* _Excerpt provided_:
=== Begin Enclosure ===
# Test-particles motion in general space-time with *torsion* : geodesics or auto-parallel curves?

Consider a general curved space-time with torsion. In the standard Einstein-Cartan-Kibble-Sciama theory (ECKS or ECSK), torsion is non-dynamical and doesn't propagates in free space. But a more general theory could allow torsion to be dynamical and propagates. In general, geodesics (the shortest or extremal length curves) and auto-parallels (the straightest curves) are different curves in space-time.

In classical general relativity (without torsion), test-particles without spin should follow geodesics. This is a statement of inertia motion.

But with torsion, what curve should a test-particle follow ? A geodesic or a auto-parallel curve ?

It can be shown that if torsion is totally antisymetric (which is just a special case), geodesics and auto-parallel curves are the same. But in general they aren't.

I feel that Newton's inertia principle is really about the straightest curves, and not the shortest (or extremal) curves.

Is there any indication, clue or argument, that the spineless test-particles should follow auto-parallel curves in space-time, instead of geodesics ? Would it be more natural in some way ?

If the auto-parallel curves are more fundamental (from an inertia point of view), then would it imply that the lagrangian method for fields is falling apart as a general principle, since it's (i.e. was) motivated by the inertia principle ?
=== End Enclosure ===
* _Entries provided_:
=== Begin Enclosure ===
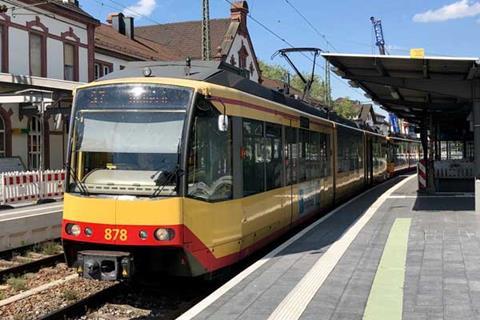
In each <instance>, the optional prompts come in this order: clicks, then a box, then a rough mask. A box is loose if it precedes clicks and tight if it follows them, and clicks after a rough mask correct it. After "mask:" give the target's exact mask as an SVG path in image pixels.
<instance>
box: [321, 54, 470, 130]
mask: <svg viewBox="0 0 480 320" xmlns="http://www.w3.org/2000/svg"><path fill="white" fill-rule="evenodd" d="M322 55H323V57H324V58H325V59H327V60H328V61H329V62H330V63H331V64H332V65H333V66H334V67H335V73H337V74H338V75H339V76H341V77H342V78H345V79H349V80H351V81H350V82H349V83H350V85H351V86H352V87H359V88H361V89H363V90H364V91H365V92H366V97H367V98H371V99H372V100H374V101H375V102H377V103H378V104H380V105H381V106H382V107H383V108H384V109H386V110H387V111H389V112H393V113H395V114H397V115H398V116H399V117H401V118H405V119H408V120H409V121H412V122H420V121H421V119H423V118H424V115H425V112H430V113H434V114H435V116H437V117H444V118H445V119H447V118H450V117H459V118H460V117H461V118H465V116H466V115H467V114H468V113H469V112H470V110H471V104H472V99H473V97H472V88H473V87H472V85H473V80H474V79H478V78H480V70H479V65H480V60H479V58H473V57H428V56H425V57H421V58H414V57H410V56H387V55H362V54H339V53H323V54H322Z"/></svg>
=== End Enclosure ===
=== Begin Enclosure ===
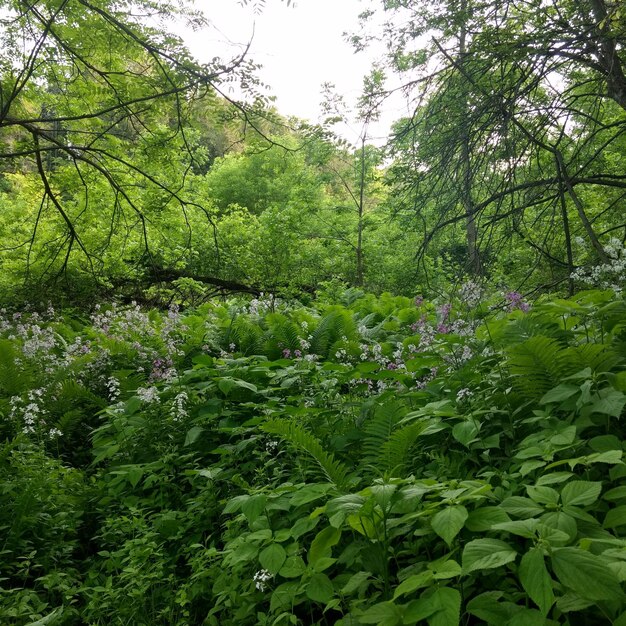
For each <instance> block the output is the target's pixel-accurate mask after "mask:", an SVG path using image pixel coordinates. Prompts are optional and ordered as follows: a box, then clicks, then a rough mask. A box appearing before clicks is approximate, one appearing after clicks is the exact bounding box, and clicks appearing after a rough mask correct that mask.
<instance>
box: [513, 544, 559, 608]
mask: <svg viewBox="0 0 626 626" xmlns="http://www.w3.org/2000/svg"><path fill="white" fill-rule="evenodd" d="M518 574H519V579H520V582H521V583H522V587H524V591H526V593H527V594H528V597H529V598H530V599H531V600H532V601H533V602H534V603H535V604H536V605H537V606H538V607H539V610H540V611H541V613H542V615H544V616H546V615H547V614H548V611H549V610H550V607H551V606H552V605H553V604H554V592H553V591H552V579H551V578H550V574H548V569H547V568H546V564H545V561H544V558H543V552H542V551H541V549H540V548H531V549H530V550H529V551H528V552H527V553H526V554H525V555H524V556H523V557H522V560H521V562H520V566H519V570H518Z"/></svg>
=== End Enclosure ===
* _Instruction A_: According to the text on torsion, why might the lagrangian method for fields fail as a general principle if auto-parallel curves turn out to be more fundamental?
* _Instruction B_: Please pull out every line of the entries that contains the string "tight", with case counting.
The entries have no connection to the text on torsion.

* _Exercise response A_: The lagrangian method was motivated by the inertia principle. If auto-parallel curves, rather than geodesics, are the more fundamental ones from an inertia point of view, that motivation would no longer hold.

* _Exercise response B_:
In each <instance>, the optional prompts come in this order: clicks, then a box, then a rough mask. A box is loose if it precedes clicks and tight if it follows them, and clicks after a rough mask correct it. After "mask:" give the target's exact mask as an SVG path in image pixels.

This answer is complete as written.